● **Data extract**
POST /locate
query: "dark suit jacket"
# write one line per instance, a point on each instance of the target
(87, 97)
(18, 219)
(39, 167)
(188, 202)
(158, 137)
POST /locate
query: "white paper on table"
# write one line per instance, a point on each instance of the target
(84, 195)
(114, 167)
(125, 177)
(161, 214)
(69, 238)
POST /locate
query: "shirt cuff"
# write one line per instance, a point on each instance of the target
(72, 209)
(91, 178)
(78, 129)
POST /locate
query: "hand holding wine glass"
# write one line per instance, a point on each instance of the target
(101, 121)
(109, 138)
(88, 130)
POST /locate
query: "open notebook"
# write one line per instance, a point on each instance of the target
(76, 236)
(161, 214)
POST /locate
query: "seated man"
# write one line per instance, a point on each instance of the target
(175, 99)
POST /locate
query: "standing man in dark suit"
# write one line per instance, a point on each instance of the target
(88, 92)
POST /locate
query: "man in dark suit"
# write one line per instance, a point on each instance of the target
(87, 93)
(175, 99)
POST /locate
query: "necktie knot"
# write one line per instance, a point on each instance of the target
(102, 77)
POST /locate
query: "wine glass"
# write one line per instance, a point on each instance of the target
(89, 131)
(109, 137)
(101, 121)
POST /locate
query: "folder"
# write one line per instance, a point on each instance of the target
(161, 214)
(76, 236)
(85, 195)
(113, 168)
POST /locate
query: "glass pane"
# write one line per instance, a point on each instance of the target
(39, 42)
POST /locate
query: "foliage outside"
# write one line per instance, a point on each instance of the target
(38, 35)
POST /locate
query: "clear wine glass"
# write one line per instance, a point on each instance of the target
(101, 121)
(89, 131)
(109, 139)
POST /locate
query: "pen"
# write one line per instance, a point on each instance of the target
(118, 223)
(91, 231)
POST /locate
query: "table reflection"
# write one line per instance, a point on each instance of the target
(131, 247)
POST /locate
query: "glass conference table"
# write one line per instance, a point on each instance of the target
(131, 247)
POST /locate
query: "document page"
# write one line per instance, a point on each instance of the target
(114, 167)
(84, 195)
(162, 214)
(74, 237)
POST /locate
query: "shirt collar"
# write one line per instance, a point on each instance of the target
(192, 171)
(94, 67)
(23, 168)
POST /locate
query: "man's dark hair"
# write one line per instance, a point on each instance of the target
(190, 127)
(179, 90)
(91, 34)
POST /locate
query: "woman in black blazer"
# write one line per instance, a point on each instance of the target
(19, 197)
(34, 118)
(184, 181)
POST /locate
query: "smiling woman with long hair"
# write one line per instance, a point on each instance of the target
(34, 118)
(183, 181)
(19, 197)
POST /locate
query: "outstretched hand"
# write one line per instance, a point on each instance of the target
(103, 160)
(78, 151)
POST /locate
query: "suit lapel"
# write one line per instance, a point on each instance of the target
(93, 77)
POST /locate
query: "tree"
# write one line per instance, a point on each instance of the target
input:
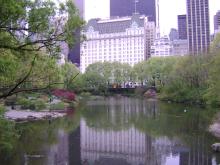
(28, 27)
(69, 72)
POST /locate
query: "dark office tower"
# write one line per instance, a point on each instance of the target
(217, 22)
(128, 7)
(74, 52)
(198, 26)
(182, 27)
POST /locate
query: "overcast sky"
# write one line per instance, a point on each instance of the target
(169, 9)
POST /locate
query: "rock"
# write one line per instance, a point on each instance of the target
(216, 147)
(151, 93)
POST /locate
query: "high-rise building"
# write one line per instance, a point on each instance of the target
(124, 39)
(198, 26)
(161, 47)
(217, 22)
(122, 8)
(173, 34)
(74, 52)
(182, 27)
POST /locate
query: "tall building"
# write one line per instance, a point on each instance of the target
(124, 39)
(182, 27)
(74, 52)
(173, 34)
(217, 22)
(161, 48)
(179, 47)
(198, 26)
(122, 8)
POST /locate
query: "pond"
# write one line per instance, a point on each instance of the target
(119, 131)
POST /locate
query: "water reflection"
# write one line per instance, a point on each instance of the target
(119, 131)
(137, 132)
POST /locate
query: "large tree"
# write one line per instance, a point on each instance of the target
(28, 29)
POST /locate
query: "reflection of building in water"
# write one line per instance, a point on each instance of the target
(58, 153)
(122, 143)
(198, 153)
(74, 147)
(129, 146)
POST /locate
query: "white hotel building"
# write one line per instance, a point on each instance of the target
(125, 40)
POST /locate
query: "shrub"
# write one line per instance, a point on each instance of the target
(34, 104)
(58, 106)
(64, 94)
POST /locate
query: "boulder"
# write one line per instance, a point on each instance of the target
(151, 93)
(216, 147)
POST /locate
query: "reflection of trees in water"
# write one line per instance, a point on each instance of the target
(42, 138)
(169, 129)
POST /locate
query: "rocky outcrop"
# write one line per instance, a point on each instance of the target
(216, 147)
(21, 115)
(150, 94)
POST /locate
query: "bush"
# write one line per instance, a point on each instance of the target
(64, 94)
(58, 106)
(34, 104)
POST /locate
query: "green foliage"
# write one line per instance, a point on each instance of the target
(58, 106)
(69, 73)
(212, 94)
(30, 31)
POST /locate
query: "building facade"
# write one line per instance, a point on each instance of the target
(125, 40)
(128, 7)
(173, 34)
(179, 47)
(182, 27)
(198, 26)
(161, 47)
(217, 23)
(74, 52)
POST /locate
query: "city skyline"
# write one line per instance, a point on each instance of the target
(101, 9)
(198, 26)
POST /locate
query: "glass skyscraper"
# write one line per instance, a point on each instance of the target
(198, 26)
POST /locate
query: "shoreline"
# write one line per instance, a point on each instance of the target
(27, 115)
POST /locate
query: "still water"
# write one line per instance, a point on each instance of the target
(119, 131)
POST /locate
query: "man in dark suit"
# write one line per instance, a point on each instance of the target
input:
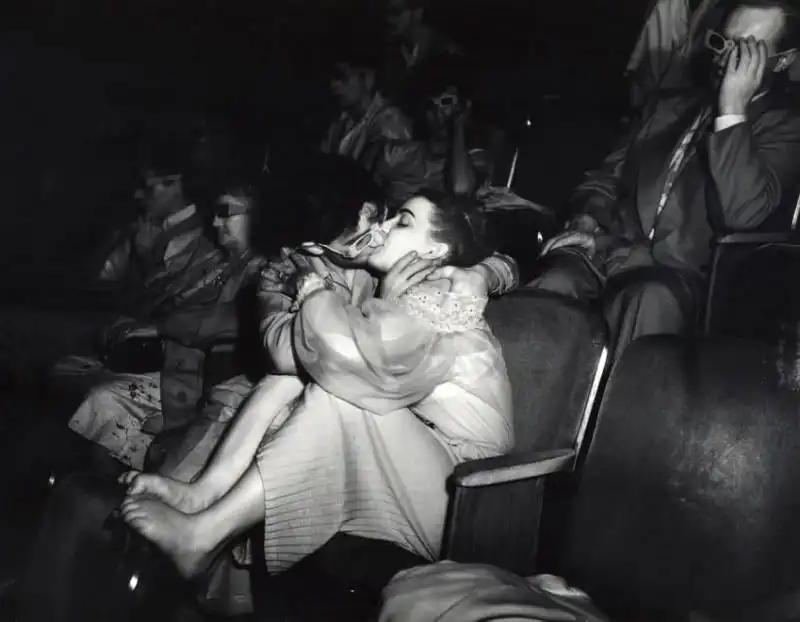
(724, 157)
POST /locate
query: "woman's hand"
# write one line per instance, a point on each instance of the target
(125, 328)
(464, 281)
(409, 271)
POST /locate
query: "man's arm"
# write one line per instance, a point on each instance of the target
(753, 165)
(596, 197)
(116, 263)
(275, 302)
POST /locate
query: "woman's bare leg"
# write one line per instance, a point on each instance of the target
(191, 540)
(235, 454)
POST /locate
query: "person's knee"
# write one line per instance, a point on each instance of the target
(648, 306)
(566, 275)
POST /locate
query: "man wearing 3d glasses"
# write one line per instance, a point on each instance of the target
(723, 157)
(206, 359)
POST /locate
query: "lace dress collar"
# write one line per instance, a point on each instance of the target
(446, 312)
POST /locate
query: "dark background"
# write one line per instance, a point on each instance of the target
(83, 80)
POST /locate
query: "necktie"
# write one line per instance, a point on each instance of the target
(679, 158)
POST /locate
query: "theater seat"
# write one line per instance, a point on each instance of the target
(556, 356)
(687, 502)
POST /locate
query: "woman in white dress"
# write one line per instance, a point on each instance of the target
(403, 385)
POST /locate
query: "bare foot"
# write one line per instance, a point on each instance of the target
(183, 497)
(174, 532)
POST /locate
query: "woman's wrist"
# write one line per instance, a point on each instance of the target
(307, 285)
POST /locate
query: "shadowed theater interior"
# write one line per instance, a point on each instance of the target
(400, 311)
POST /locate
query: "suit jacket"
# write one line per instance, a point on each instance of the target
(733, 180)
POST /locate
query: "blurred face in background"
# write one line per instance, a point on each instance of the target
(765, 24)
(160, 194)
(232, 222)
(352, 86)
(441, 110)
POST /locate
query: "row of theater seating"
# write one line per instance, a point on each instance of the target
(663, 488)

● **Exercise goal**
Set the entries down again exactly. Do not include the images.

● **Output of the exercise**
POST /locate
query: "dark suit jacket"
# write one line per instance, a point on each instance of the target
(87, 97)
(18, 219)
(39, 167)
(188, 202)
(158, 137)
POST /locate
query: "white paper on table"
# write one line per instance, a point on each instance of the target
(84, 195)
(114, 167)
(125, 177)
(161, 214)
(69, 238)
POST /locate
query: "shirt cuff"
# write one line per instance, a point on each instance of the target
(72, 209)
(91, 178)
(78, 129)
POST /locate
query: "hand holding wine glass"
# write one line per instance, a point on each instance of the target
(101, 121)
(109, 138)
(88, 130)
POST /locate
query: "open notebook"
# write one line per instance, a point on each instance of the target
(76, 236)
(161, 214)
POST /locate
query: "seated man"
# write one line per instance, a point on each instance of the target
(175, 99)
POST /locate
query: "standing man in dark suit"
# write one line per instance, a point on each instance of the target
(88, 92)
POST /locate
query: "man in dark suit"
# write one line per instance, a point on each instance of the target
(87, 93)
(175, 99)
POST /locate
query: "necktie knot"
# write one line per instance, a point on each instance of the target
(102, 77)
POST /locate
query: "wine glass"
# write one line per instance, a point on each instance of the target
(89, 131)
(109, 137)
(101, 121)
POST /locate
query: "folder"
# write one line per instance, a point on each instance of the target
(161, 214)
(76, 236)
(85, 195)
(113, 168)
POST /locate
query: "glass pane"
# write one line per instance, a point on each instance of the target
(39, 42)
POST /locate
query: "foliage outside"
# write one line per instance, a point on each instance of the target
(38, 35)
POST /locate
query: "clear wine glass"
# write one line per instance, a point on each instance of the target
(101, 121)
(89, 131)
(109, 139)
POST /locate
query: "pen"
# write one line per instance, a point on each instance of the target
(118, 223)
(91, 231)
POST /locate
query: "table reflection"
# write one line per instance, a point on each instance of the target
(131, 247)
POST /locate
query: "glass conference table"
# write one line per instance, a point on each instance of the target
(131, 247)
POST /locate
query: "document page"
# write one line per instance, a point on each instance of the target
(114, 167)
(84, 195)
(162, 214)
(74, 237)
POST /locate
query: "shirt collar"
# write one line per instance, a point on each instance of the target
(192, 171)
(94, 67)
(23, 168)
POST /locate
query: "man's dark hair"
# write one line per instance, a point on each instance of the target
(190, 127)
(179, 90)
(91, 34)
POST /locate
query: "woman in black blazer"
# write one line per instance, a point on each instance of the target
(19, 197)
(34, 118)
(184, 181)
POST /locate
query: "smiling woman with long hair"
# write one line per instance, a point on each instance of the target
(34, 118)
(183, 181)
(19, 197)
POST /locate
query: "outstretched hand"
# write one line per instance, a point on each instance of the target
(103, 160)
(78, 151)
POST /locate
query: "suit lapel"
# write one line per instance, a point on each instance of the target
(93, 77)
POST /locate
query: "tree"
# write one line per instance, a point on each instance of the target
input:
(28, 27)
(69, 72)
POST /locate
query: "dark office tower"
# write one line per instance, a point on each instance of the target
(217, 22)
(128, 7)
(74, 52)
(198, 26)
(182, 27)
POST /locate
query: "overcast sky"
# write one line per instance, a point on each instance of the target
(169, 9)
POST /locate
query: "rock"
# write one line per instance, a point on each instance of the target
(216, 147)
(151, 93)
POST /locate
query: "high-rise building"
# write one line per instance, a point on each instance of the target
(124, 39)
(198, 26)
(161, 47)
(217, 22)
(122, 8)
(173, 34)
(74, 52)
(182, 27)
POST /locate
query: "tall building"
# write one line per instance, a point on each instance of the target
(124, 39)
(182, 27)
(74, 52)
(173, 34)
(217, 22)
(161, 48)
(179, 47)
(198, 26)
(122, 8)
POST /locate
query: "pond"
# write one line per instance, a point on each instance of the target
(119, 131)
POST /locate
query: "water reflection"
# write one line per instance, a point on each instance of the target
(119, 131)
(137, 132)
POST /locate
query: "large tree"
# write one line per instance, a point on each instance of the target
(28, 29)
POST /locate
query: "reflection of building in water"
# write one line per instance, a point on each instance of the target
(58, 153)
(122, 143)
(198, 153)
(74, 147)
(129, 146)
POST /locate
query: "white hotel building"
# write one line per instance, a point on each instance of the target
(125, 40)
POST /locate
query: "shrub"
# write one line per instance, a point on each instance of the target
(34, 104)
(58, 106)
(64, 94)
POST /locate
query: "boulder"
# write one line per instance, a point on each instance of the target
(151, 93)
(216, 147)
POST /locate
query: "reflection of trees in water"
# write one line per instance, a point on each instance of the target
(42, 138)
(169, 129)
POST /locate
query: "rocky outcrop"
# write one line per instance, a point on each instance of the target
(216, 147)
(21, 115)
(150, 94)
POST /locate
query: "bush"
# write one line per instance, a point on each instance of the target
(64, 94)
(58, 106)
(34, 104)
POST /locate
query: "green foliage"
# write one line per instance, a point on each instance of the target
(58, 106)
(69, 73)
(212, 94)
(30, 31)
POST /locate
query: "building facade"
# write one line per instance, a point on each instance of the target
(125, 40)
(128, 7)
(173, 34)
(179, 47)
(182, 27)
(198, 26)
(161, 47)
(217, 23)
(74, 52)
POST /locate
query: "city skyline"
# write one line per instance, a point on each instance of the target
(101, 9)
(198, 26)
POST /locate
query: "glass skyscraper"
# write one line per instance, a point on each instance of the target
(198, 26)
POST /locate
query: "shoreline"
# write one line per instance, a point on each instance of the target
(27, 115)
POST /locate
query: "still water"
# write one line per instance, a point on each instance of the target
(119, 131)
POST /locate
query: "man in dark suit"
# write one line per instance, a point on each instance of the target
input:
(724, 157)
POST /locate
query: "woman's hand"
# write one line per instance, a point on each instance of the target
(125, 328)
(464, 281)
(409, 271)
POST /locate
query: "man's arm"
# write one line per instance, a point on each instance of the target
(753, 165)
(596, 197)
(116, 263)
(275, 302)
POST /locate
query: "woman's bare leg"
# write one line per instance, a point on each instance of the target
(191, 540)
(235, 454)
POST /locate
query: "person's knee"
# write one line per instance, a point on each instance of the target
(648, 306)
(566, 275)
POST /locate
query: "man wearing 3d glasses"
# write one line per instance, a point on each instance of the target
(723, 157)
(206, 359)
POST /locate
query: "lace dress collar"
# write one line per instance, a point on each instance of the target
(446, 312)
POST /locate
query: "dark background"
# write one line per instance, a point on each instance of the target
(83, 80)
POST /locate
query: "necktie"
# write one line per instance, a point on each instance of the target
(679, 158)
POST /locate
query: "theater seat"
# write one line per instance, a point on each instance of the target
(556, 356)
(687, 502)
POST /locate
query: "woman in white dress"
# write one line per instance, a point on each instance of the target
(403, 385)
POST /locate
query: "bare foot"
# write one line per instance, a point on each instance of the target
(183, 497)
(174, 532)
POST /locate
query: "woman's wrist"
# write one line per instance, a point on each instance of the target
(307, 285)
POST /locate
query: "shadowed theater interior"
# write one line per instance, a point on each instance of the target
(400, 311)
POST /locate
query: "suit jacket"
# write one line per instance, a point on each instance of the target
(733, 180)
POST /locate
query: "blurred face in background"
# write one line per instance, a point on each instance of the target
(765, 24)
(160, 194)
(232, 222)
(352, 86)
(441, 110)
POST /locate
query: "row of theater seating"
# write one line per instance, a point on each instance of the target
(663, 488)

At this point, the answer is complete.